[Passage for review]
Start of Block

Posts Tagged ‘outdoor insurance’

National Parks Service Backs Down Again

Government agency drops whitewater insurance requirements

We reported in our prior blog posting, New National Parks Outfitters & Guides Requirements , that the U.S. National Parks Service increased the General Liability insurance limit requirements for rafting companies in Grand Teton National Park from $500,000 to $5 million. However, due to an outcry from industry participants, the National Parks Service later backed off this position and dropped the required limits to $2 million.

Now, a similar outcry from small outfitters, guides and insurance experts has caused the National Parks Service to suspend its plans to increase the aggregate liability insurance limit to $5 million for whitewater boating outfitters in Dinosaur National Monument. It also backed off the requirement to carry pollution coverage. In protest, Whitewater outfitters and guides claimed that the higher limits would raise premiums by 60 to 80% and that pollution coverage was not warranted.

Source: Park Service Backs Off Recreation Insurance Hikes in Colorado

Shotgun Discharge Injures 10 People

Why Gun Club Liability insurance is necessary

A 69-year-old man loaded his shotgun with what he thought was a “snap cap” to protect the firing pin, pointed the gun at the ground, and pulled the trigger, sending buckshot ricocheting around the St. Charles Sportsmen’s Club in Blackberry, Illinois.  Unfortunately, he had mistakenly loaded a live shotgun shell in the gun, which resulted in 10 people being injured, three of whom were treated for non-life-threatening injuries at a local hospital.

This is just another example of why Gun Club Liability insurance is needed to protect members, directors, officers, and of course, the club itself against liability.

Source: Insurance Journal, June 7, 2013

Outdoor Recreation Participants and Feral Dog Attacks

What to do if confronted by an individual or pack of wild dogs

Many of our sports and recreation clients often find themselves in areas where there is potential for feral dog attacks. With your safety in mind, we have compiled a list of our top tips to help you protect yourself in the event of an attack.

The pack mentality

American love their pets! So much so that 39 percent of households in the U.S. own at least one dog and 75 percent of those dogs are spayed or neutered. Despite the number of responsible pet owners, the number of feral dogs roaming among both rural and urban areas is increasing.  The past decade of economic instability has forced many shelters to turn away pets whose owners can no longer afford to care for them.

End of Block

[Given information]
Start of Block

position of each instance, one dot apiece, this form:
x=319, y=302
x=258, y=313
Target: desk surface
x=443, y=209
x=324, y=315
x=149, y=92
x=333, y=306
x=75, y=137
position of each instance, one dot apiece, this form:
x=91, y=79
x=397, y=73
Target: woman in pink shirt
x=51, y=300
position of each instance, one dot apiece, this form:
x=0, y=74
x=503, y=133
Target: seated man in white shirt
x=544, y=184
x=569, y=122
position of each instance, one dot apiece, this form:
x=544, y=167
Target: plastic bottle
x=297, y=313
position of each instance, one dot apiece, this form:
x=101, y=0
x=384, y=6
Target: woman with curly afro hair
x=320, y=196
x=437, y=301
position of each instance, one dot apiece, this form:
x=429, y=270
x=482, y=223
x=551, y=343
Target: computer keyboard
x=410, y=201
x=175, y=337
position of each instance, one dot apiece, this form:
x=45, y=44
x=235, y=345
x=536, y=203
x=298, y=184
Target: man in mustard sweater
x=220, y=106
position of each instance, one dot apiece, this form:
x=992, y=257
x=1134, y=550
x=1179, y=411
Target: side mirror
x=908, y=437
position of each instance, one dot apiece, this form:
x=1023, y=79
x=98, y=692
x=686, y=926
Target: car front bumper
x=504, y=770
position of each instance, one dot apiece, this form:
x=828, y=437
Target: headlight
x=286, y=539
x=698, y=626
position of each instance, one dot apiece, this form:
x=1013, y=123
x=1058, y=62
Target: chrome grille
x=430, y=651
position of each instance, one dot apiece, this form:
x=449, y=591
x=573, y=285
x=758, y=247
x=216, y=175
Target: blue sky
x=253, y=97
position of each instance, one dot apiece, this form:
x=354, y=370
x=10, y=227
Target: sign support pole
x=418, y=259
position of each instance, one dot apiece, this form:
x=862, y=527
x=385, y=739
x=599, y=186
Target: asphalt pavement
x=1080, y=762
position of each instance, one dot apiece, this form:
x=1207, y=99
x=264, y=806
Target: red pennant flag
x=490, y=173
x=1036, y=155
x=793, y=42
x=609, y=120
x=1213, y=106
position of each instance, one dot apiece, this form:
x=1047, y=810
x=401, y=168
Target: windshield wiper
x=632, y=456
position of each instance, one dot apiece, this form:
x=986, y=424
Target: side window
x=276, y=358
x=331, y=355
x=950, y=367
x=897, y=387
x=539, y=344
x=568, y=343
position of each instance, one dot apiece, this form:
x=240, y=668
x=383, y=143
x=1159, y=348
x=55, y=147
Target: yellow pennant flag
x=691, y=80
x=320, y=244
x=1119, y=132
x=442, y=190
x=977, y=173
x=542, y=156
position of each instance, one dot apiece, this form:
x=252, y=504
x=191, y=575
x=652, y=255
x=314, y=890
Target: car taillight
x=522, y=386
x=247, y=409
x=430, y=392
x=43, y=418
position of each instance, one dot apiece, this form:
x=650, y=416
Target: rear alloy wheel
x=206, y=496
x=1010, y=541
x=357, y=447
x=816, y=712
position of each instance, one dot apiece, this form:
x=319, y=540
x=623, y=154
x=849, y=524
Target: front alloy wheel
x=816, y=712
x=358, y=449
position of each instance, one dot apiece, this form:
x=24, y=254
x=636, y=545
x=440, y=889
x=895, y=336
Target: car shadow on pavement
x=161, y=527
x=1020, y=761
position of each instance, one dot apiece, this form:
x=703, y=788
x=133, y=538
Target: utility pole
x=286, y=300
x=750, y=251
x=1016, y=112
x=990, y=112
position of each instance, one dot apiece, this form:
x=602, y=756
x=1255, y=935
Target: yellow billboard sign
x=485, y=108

End of Block

[Task list]
**a.** In the outdoor insurance blog posts, what amount did the National Parks Service finally set as the required limit for rafting companies in Grand Teton National Park?
**b.** Continue the outdoor insurance blog posts from the point where they stop.
The listing above was drawn from a different source than the outdoor insurance blog posts.

[Answers given]
**a.** $2 million

**b.**
In Detroit, the solution some dog owners found is to allow their animals to roam the streets as a means of supplementing their diets. These dogs tend to form packs. This proved such a danger to postal carriers that consideration has been given refusing mail service in neighborhoods with proven records of feral dog attacks.

Rural areas have proven to fare no better in the fight against wild dogs. The pack mentality is such that it has allowed these animals to team up and kill livestock to the tune of some $37 million annually. While some farmers have banded together in an attempt to eradicate these feral packs, there is no sign of the problem going away.

What NOT to do:

  • Making eye contact is viewed as a challenge.
  • Standing directly in front of a feral dog is considered an attack position and only serves only to increase their aggression.  Stand off to one side instead.
  • Running invites dogs to give chase. Animals are acutely perceptive of our body language, and projecting fear sends send the message that you are weak prey.
  • Turning your back leave you totally vulnerable.

Preventive measures to take

Carry repellant and/or a weapon (baseball bat, large stick, knife, etc) when walking  Not only will this serve as protection, but it can also be used to distract the animal should an attack occur.

Remain calm and stay in command of the situation. Hold your position.  Waving your arms around and shouting isn’t a guaranteed method of intimidation. In fact, it’s an invitation for the dog to bite you if it’s feeling threatened.

Find higher ground Whether you can climb a tree or a dumpster, get out of their reach.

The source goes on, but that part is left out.